Supplied material Block Start

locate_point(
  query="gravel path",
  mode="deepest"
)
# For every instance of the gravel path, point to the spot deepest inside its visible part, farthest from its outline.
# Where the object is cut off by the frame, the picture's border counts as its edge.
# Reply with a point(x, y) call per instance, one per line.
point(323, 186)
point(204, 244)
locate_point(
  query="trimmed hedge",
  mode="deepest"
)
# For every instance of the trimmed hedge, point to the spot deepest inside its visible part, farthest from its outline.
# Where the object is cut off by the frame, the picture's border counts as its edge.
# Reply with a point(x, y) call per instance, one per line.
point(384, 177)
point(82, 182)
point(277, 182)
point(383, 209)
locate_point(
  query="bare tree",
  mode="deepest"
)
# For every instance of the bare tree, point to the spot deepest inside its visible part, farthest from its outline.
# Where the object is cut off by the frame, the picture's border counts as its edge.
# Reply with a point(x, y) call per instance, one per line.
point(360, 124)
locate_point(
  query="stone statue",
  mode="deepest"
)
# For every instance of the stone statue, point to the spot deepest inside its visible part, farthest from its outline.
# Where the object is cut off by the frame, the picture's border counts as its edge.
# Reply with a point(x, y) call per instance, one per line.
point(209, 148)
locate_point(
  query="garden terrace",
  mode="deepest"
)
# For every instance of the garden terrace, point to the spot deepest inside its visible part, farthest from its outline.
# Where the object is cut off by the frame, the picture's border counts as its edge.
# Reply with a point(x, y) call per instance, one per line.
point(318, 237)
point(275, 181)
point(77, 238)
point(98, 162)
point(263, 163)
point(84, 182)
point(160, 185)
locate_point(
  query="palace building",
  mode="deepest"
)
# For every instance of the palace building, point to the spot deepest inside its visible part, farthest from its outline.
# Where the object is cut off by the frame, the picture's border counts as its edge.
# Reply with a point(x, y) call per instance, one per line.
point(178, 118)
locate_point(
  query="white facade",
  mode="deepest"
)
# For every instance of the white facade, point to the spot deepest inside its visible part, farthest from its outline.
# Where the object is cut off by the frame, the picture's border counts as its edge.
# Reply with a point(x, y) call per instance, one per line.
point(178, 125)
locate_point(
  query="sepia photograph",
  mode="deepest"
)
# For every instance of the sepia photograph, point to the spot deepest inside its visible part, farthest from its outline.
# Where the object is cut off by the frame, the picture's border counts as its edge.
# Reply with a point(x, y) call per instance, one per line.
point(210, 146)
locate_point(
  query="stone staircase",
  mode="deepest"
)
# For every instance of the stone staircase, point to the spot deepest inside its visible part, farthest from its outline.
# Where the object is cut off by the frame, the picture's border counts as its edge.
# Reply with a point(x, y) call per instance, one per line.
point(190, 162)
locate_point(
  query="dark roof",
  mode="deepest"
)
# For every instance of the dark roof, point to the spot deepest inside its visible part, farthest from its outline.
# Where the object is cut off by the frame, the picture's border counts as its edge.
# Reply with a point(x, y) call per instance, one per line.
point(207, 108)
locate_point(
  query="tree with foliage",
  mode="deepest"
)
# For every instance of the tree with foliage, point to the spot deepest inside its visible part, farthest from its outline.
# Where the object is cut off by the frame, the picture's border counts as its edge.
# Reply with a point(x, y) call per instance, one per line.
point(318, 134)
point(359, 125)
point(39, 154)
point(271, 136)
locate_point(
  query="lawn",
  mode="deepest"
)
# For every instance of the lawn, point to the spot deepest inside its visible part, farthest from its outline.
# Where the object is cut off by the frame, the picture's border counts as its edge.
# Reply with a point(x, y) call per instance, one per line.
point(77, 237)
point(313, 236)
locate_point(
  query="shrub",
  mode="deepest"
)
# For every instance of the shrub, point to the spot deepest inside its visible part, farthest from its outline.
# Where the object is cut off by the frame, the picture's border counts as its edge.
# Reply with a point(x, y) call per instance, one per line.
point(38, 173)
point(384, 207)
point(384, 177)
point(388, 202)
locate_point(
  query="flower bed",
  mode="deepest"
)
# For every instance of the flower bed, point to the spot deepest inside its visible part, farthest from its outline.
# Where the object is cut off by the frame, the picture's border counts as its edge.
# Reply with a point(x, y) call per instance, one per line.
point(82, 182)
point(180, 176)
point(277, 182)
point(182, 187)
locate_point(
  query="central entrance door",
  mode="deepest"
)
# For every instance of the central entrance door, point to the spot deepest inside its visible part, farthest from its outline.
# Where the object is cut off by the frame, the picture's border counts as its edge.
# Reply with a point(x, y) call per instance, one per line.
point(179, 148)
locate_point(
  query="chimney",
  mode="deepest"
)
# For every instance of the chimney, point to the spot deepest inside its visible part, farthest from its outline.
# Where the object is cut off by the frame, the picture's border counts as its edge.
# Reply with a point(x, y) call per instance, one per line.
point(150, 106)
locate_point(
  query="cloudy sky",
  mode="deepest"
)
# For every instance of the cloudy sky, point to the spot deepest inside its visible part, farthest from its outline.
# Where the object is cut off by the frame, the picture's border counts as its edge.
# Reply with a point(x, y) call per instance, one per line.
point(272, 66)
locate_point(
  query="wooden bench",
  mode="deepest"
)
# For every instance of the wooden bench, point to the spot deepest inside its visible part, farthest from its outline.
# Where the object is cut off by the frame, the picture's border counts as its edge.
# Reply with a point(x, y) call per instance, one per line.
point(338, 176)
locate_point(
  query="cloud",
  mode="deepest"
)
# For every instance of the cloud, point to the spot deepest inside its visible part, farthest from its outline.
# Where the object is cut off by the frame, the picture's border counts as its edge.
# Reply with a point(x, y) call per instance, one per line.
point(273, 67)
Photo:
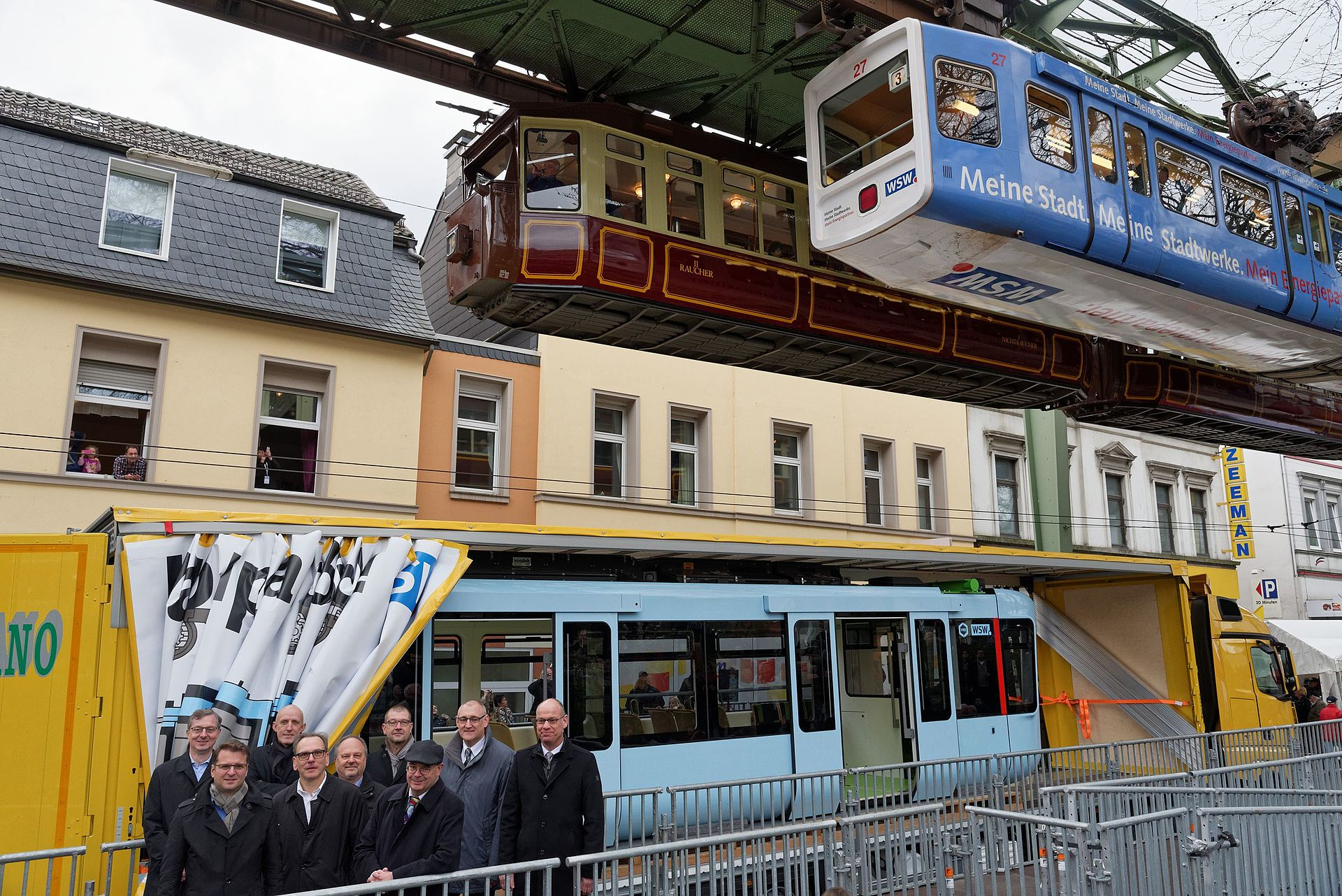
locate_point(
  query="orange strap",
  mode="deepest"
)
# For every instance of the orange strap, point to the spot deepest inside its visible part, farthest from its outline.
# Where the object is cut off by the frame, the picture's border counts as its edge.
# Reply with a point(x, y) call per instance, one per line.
point(1081, 706)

Supplied material Block End

What is required:
Please list every line of the records that contains "lawn".

Answer to the exercise:
  query="lawn",
# For every instance of the lawn, point to the spot deepest inside its visible part, farthest from its outline.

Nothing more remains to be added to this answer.